**Problem:**
The output should be limited to the line holding "Each instance receives a single keypoint. Tag the person" and the lines after it through the end of the entries, each restated exactly.

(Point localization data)
────────

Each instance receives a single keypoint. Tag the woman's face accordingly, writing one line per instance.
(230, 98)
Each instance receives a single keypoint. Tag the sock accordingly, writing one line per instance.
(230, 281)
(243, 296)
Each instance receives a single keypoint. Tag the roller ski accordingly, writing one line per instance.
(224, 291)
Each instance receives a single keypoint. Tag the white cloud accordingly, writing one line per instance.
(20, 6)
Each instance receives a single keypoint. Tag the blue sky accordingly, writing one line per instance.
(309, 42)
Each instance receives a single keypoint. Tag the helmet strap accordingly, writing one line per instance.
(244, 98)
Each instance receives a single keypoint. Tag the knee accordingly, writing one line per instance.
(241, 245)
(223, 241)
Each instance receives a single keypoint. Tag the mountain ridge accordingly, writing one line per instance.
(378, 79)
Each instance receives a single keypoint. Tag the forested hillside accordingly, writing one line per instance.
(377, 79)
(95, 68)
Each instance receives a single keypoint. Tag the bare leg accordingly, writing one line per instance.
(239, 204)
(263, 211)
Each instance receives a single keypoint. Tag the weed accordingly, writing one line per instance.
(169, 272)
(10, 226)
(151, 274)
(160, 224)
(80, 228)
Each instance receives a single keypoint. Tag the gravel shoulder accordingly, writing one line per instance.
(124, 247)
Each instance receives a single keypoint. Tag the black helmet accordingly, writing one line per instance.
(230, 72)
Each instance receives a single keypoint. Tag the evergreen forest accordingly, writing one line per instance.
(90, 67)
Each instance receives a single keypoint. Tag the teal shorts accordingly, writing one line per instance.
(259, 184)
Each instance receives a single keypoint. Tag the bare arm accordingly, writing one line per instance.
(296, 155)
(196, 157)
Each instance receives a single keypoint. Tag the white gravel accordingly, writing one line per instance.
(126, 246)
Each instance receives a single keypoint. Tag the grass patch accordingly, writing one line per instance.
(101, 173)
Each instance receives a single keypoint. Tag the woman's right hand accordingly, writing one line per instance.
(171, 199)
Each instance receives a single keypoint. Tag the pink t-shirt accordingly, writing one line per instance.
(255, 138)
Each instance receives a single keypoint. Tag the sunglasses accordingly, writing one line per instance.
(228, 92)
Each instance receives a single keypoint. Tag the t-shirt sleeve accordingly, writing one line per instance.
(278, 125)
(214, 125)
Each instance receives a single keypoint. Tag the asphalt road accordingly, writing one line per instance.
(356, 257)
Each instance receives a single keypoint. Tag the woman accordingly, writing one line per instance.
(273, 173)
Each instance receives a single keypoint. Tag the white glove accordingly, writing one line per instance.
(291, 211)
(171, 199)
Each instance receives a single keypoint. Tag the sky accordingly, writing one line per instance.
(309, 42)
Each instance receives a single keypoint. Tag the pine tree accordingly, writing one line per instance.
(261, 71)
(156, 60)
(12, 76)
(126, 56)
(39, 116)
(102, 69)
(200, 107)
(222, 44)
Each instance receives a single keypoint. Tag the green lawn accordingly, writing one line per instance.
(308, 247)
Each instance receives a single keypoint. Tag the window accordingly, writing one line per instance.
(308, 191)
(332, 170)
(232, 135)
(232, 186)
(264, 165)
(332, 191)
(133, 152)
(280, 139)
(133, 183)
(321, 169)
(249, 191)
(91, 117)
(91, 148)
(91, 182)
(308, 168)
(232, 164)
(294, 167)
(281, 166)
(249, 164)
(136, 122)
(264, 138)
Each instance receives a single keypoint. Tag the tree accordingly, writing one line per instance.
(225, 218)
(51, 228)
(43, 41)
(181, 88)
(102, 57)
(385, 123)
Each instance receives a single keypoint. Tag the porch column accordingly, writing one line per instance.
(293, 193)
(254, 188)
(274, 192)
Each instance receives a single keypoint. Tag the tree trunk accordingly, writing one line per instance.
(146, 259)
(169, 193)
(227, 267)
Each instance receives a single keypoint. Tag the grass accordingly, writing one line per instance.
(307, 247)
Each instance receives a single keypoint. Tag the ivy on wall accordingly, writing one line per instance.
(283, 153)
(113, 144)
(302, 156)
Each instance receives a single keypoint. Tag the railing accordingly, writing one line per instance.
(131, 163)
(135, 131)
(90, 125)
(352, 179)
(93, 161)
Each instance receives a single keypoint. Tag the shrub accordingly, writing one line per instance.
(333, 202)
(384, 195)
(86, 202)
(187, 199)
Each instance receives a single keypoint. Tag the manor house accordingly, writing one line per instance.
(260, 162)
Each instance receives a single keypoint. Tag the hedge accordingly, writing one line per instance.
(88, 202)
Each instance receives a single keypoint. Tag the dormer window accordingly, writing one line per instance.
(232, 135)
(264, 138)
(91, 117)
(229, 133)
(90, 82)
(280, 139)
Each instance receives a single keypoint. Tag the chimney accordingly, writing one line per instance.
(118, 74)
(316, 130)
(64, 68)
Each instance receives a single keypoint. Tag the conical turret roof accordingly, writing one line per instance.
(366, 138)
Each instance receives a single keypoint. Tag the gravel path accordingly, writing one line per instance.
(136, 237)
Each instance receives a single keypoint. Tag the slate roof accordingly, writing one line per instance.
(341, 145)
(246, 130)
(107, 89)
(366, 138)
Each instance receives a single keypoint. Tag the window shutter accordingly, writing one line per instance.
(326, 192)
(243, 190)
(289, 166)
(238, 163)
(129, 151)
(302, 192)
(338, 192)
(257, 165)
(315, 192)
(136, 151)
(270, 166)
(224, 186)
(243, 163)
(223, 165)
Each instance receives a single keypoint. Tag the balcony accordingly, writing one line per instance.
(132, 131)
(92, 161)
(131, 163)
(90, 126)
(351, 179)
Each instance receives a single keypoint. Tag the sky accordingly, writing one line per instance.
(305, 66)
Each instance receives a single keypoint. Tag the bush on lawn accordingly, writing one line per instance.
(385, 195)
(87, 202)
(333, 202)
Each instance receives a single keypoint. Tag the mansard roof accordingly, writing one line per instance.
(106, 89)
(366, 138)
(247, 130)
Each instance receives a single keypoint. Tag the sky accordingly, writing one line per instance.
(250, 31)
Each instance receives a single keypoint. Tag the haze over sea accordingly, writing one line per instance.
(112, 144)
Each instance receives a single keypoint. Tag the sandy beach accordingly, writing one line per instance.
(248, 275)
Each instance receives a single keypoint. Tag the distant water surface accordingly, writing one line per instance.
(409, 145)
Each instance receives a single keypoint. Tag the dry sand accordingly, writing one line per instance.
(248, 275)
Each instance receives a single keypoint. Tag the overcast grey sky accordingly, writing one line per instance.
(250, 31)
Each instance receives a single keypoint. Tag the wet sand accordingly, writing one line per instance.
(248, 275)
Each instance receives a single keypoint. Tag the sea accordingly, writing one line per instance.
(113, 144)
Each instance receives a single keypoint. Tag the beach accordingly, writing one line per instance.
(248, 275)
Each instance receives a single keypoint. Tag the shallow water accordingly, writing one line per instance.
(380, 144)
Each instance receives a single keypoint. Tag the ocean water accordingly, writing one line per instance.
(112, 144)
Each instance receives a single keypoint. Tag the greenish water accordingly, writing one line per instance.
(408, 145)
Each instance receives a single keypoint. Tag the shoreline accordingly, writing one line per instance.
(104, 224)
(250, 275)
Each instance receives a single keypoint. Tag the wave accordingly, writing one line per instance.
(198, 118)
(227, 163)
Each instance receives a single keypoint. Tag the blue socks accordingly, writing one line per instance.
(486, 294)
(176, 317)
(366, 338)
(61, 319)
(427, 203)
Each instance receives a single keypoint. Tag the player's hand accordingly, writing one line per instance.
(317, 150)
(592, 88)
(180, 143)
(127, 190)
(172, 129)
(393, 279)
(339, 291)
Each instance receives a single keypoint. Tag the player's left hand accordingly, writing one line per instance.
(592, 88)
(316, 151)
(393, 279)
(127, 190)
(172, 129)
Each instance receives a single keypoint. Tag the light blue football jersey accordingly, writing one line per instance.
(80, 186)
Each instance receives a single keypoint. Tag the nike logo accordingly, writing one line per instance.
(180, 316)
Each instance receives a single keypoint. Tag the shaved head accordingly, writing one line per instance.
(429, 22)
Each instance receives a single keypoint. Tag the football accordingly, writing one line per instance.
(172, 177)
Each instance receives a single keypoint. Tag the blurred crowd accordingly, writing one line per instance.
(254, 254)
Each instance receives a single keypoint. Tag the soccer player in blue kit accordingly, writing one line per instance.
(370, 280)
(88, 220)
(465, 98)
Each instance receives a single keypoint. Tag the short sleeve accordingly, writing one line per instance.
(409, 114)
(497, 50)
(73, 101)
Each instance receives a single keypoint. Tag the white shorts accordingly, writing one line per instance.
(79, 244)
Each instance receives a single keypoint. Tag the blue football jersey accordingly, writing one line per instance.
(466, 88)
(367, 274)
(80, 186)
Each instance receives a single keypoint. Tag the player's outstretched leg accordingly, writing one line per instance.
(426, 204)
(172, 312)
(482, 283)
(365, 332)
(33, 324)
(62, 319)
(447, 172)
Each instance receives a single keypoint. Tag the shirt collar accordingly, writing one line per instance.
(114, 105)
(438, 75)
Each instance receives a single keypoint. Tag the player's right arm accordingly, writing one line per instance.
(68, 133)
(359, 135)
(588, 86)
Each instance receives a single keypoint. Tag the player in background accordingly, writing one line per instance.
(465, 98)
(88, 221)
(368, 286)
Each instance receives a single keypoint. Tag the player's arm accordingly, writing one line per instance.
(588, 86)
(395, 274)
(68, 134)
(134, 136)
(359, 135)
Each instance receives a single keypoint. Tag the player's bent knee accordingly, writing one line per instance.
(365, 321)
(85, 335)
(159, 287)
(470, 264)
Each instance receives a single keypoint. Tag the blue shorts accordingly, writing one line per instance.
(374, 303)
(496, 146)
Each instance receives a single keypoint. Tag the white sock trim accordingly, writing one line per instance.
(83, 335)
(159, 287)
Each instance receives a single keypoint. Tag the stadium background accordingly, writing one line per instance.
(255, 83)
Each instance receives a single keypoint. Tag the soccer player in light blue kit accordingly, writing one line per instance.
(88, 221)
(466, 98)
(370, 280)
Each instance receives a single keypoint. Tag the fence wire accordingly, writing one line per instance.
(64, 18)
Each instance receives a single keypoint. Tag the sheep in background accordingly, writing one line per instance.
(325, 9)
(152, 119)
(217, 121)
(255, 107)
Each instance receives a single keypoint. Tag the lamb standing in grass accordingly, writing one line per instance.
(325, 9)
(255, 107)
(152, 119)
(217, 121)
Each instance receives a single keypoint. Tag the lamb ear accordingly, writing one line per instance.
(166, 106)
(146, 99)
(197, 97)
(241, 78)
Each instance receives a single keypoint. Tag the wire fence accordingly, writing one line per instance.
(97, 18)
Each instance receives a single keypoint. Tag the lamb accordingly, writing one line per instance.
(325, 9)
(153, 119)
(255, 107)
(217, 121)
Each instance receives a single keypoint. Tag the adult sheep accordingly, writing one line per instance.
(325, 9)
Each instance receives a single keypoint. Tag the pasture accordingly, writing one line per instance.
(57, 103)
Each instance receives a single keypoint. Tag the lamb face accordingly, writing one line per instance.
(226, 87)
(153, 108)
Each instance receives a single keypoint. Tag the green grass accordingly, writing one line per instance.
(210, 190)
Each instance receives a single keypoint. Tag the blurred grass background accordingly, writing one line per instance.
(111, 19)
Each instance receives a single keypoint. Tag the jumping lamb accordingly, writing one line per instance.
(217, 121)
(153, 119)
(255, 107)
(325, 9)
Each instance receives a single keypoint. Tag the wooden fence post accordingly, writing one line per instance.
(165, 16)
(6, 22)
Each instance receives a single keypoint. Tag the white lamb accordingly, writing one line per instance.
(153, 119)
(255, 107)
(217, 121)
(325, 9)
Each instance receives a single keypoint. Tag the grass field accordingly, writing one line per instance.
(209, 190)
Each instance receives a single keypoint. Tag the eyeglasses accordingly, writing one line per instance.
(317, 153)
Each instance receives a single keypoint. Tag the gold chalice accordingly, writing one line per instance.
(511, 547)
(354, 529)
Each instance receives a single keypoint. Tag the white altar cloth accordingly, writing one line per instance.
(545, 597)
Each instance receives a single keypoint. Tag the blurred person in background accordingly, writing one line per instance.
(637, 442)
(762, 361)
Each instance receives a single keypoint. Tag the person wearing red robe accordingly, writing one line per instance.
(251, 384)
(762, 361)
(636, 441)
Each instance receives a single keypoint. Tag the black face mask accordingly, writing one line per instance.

────────

**Written response:**
Each instance receives a single keypoint. Tag the person wearing red robe accordingly, writing one line per instance.
(251, 384)
(762, 361)
(636, 441)
Each instance receives a single keypoint. Tag the black face mask accordingly, writing one line per instance.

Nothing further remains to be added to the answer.